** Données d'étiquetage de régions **
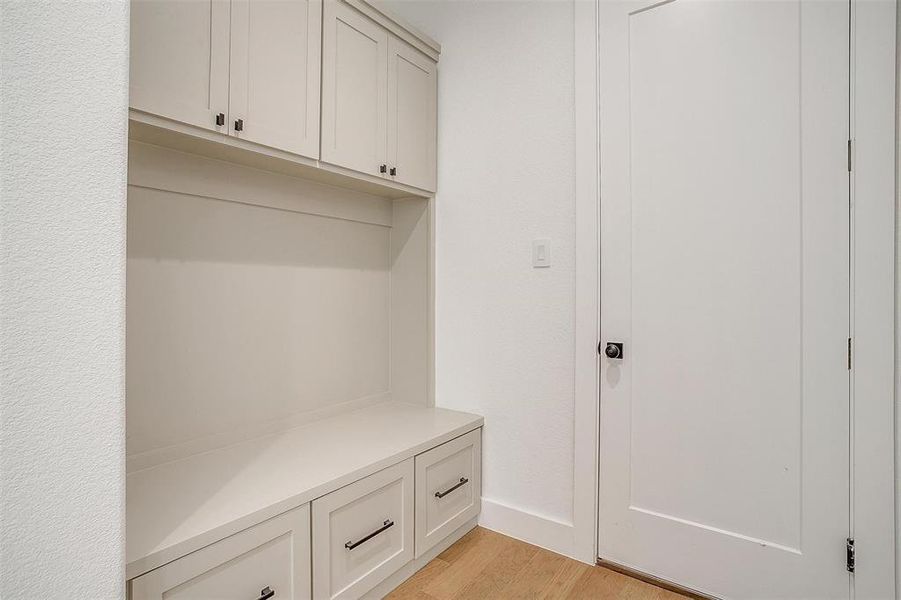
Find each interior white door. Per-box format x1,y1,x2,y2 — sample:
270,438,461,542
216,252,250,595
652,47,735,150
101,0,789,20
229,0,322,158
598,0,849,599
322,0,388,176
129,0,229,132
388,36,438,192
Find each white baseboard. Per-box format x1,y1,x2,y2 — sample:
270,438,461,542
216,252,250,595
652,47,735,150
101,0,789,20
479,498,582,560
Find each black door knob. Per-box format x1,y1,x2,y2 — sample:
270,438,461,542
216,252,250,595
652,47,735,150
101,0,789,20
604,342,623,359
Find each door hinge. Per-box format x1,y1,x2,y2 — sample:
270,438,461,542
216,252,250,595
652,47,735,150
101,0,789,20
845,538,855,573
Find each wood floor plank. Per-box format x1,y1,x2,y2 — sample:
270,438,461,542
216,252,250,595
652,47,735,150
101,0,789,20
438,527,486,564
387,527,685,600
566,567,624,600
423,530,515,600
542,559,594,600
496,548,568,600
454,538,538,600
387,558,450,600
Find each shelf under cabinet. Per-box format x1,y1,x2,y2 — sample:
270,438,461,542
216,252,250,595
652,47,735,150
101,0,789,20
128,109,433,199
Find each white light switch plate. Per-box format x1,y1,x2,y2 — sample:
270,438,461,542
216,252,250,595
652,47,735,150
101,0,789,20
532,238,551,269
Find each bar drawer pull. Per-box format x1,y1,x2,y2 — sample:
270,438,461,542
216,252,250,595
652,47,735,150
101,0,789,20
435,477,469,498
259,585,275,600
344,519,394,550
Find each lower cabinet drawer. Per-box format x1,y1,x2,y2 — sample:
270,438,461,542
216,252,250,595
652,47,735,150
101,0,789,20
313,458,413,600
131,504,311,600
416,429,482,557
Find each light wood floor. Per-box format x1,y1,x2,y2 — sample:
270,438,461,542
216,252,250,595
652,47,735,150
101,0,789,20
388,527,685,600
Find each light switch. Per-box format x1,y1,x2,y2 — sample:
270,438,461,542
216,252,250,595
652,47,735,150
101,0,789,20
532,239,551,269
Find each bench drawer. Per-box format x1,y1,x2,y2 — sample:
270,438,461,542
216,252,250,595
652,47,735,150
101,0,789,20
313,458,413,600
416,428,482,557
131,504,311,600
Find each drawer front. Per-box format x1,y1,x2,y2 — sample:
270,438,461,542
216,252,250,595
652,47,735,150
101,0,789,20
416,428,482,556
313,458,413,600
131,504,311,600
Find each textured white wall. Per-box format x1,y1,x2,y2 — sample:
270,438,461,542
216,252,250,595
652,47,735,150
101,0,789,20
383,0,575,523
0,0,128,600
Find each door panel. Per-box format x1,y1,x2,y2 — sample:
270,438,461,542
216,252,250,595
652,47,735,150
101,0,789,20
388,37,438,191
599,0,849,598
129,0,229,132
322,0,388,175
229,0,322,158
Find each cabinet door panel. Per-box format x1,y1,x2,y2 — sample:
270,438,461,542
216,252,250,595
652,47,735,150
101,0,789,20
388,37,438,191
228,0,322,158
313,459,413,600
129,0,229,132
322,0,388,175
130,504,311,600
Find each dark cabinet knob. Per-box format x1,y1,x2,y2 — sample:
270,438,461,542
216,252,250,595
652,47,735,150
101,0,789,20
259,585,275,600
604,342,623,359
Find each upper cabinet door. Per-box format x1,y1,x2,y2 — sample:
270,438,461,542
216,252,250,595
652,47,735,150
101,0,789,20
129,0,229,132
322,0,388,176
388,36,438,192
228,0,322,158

** OBJECTIF **
Recopiez mot pour mot l'ensemble des données ci-dessus, en laissant les images de côté.

** RÉSULTAT DE L'EXERCICE **
Find each interior white door. Per-box format x1,y1,x2,y2 — sample:
270,438,461,542
216,252,250,595
652,47,735,150
101,0,789,20
229,0,322,158
598,0,849,599
322,0,388,176
129,0,229,132
388,36,438,192
Find each white baseboard. Per-box format x1,y1,x2,y2 — sample:
270,438,461,542
216,252,250,595
652,47,735,150
101,0,789,20
479,498,582,560
Find each black door knob. Per-box format x1,y1,x2,y2 — sample:
270,438,461,542
216,252,250,595
652,47,735,150
101,0,789,20
604,342,623,359
Find each door hinge. Per-box format x1,y1,x2,y2 — sample:
270,438,461,542
216,252,250,595
652,47,735,150
101,0,789,20
845,538,855,573
Find each wood floor plank. Per-box format x1,y1,x2,y2 — sample:
270,438,461,542
216,252,250,595
652,47,735,150
101,0,789,20
438,527,486,564
387,527,685,600
566,567,624,600
423,530,515,600
542,559,594,600
496,548,568,600
454,538,538,600
387,558,450,600
Find each shelf under cabinet. Per-box format x1,y1,x2,y2 — sample:
270,438,461,542
216,252,250,595
652,47,735,150
101,0,789,20
128,109,433,199
Find each white light switch plate. Per-box format x1,y1,x2,y2 — sample:
270,438,461,542
216,252,250,595
652,47,735,150
101,0,789,20
532,238,551,269
Find each bar drawer pull. Per-box format x1,y1,x2,y2 — sample:
270,438,461,542
216,252,250,595
652,47,735,150
101,0,789,20
435,477,469,498
259,585,275,600
344,519,394,550
Find each lower cabinet drawer. Per-box format x1,y1,x2,y2 — sample:
270,438,461,542
216,252,250,595
652,47,735,150
101,0,789,20
313,458,413,600
131,504,311,600
416,429,482,557
Find each light wood floor. Per-box format x1,y1,x2,y2 — sample:
270,438,461,542
216,252,250,595
652,47,735,150
101,0,789,20
388,527,685,600
Find each light switch. Per-box format x1,y1,x2,y2 — sample:
270,438,461,542
216,252,250,595
652,47,735,150
101,0,789,20
532,239,551,269
Find each bench drawer. Per-box format x1,y1,x2,y2 — sample:
270,438,461,542
216,252,250,595
652,47,735,150
101,0,789,20
313,458,413,600
416,428,482,557
131,504,311,600
Find each drawer front. Per-box format x1,y1,x2,y2 — sample:
270,438,461,542
216,252,250,595
652,47,735,150
101,0,789,20
416,428,482,556
313,458,413,600
131,504,311,600
Find each textured white wall. Per-box format x1,y1,x2,y2 — sample:
270,438,461,542
216,252,250,595
652,47,735,150
101,0,789,20
383,0,575,523
0,0,128,600
Find each door panel. Per-box format x1,y1,x2,y2 — sample:
270,438,461,542
216,252,250,595
652,47,735,150
101,0,789,20
388,37,438,191
599,0,849,598
129,0,229,132
322,0,388,175
229,0,322,158
Find each cabinet door panel. Per-box format x1,y1,x2,y2 — sample:
270,438,461,542
216,252,250,595
652,47,735,150
101,0,789,20
388,37,438,191
228,0,322,158
313,459,413,600
129,0,229,132
322,0,388,175
130,504,311,600
Find each dark cabinet knob. Per-box format x1,y1,x2,y2 — sample:
270,438,461,542
216,252,250,595
652,47,735,150
101,0,789,20
259,585,275,600
604,342,623,359
Find each upper cabinet door. Per-box format x1,y1,x2,y2 — sample:
270,438,461,542
216,252,250,595
652,47,735,150
101,0,789,20
129,0,229,132
322,0,388,176
388,36,438,192
228,0,322,158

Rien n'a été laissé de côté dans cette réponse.